Цитируемый текст —
....

Сбросившиеся с парохода современности. О чем говорит лонг-лист «Нацбеста»
В начале февраля оргкомитет премии «Национальный бестселлер» обнародовал лонг-лист. За один миллион рублей будут бороться 47 претендентов – у «Нацбеста» традиционно самый представительный длинный список среди всех российских литературных наград. «Поребрик.Медиа» задался вопросами, кого там можно найти, о чем пишут все эти люди и каким предстает сегодняшний день в литературе.
При беглом осмотре списка сразу становится ясно: «Нацбест» верен себе. Много номинаторов – много и мнений, поэтому здесь можно встретить как не нуждающихся в представлении писателей, так и авторов рукописей; как тех, кто претендует на то, чтобы стать политическими лидерами (Захар Прилепин и его «Некоторые не попадут в ад»), так и тех, кто этих политиков ругает (Ольга Алленова и ее «Форпост. Беслан и его заложники»); как тех, кто пытается нарисовать галерею героев эпохи 1990-х – 2000-х годов (Сергей Беляк и книга «Адвокат дьяволов»), так и тех, кто от подобных галерей и вообще реальности пытается сбежать в чистое искусство (Александр Бренер и «Кан-кун»); как авторов чистого нон-фикшен (Тим Скоренко и «Изобретено в СССР», Артемий Троицкий и «Субкультура», Даниил Туровский и «Краткая история русских хакеров»), так и литературных мистификаторов (Л.Т. Райтс и «Случаи с англичанами всех мастей», Питер Моррис и «Тоталитарный роман»).

....

Задание —
По статье о лонг-листе «Нацбеста» ответьте на вопросы:
1. Сколько претендентов будут бороться за премию?
2. Какая сумма стоит на кону?
3. Какую книгу представил в списке Даниил Туровский?
Строки ниже взяты из другого источника.

Исходные данные —

....

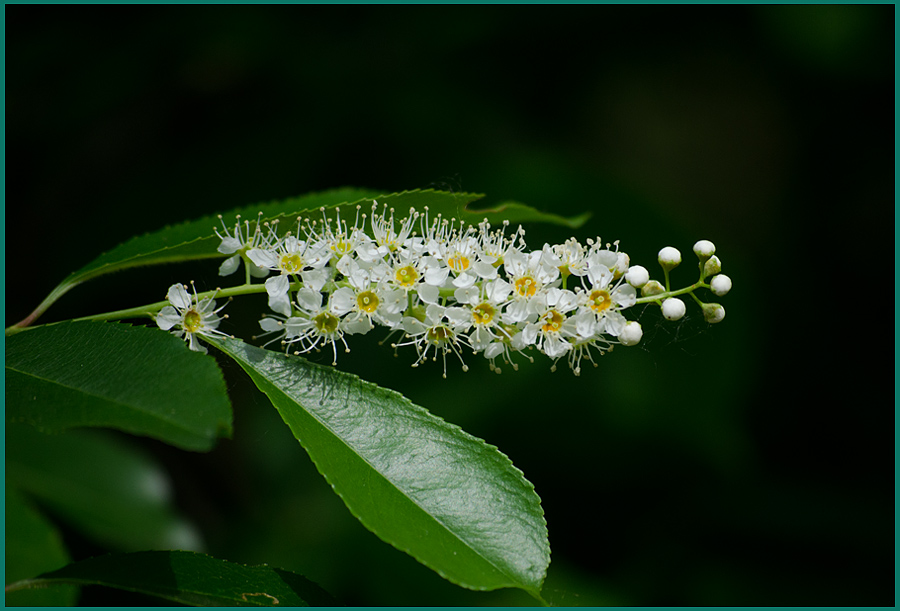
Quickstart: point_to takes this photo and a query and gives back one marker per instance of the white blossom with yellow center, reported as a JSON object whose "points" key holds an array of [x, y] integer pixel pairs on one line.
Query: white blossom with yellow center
{"points": [[189, 317]]}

....

Итоговый ответ —
1. 47 претендентов.
2. Один миллион рублей.
3. «Краткая история русских хакеров».